* _DATA LINES_:
++++

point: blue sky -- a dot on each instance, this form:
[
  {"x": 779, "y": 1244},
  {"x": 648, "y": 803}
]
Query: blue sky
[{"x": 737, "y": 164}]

++++

* _TO DO_: How many lines of the material above contain the word "blue"? Reply with the number alone.

* _OUTPUT OF THE EXERCISE_: 2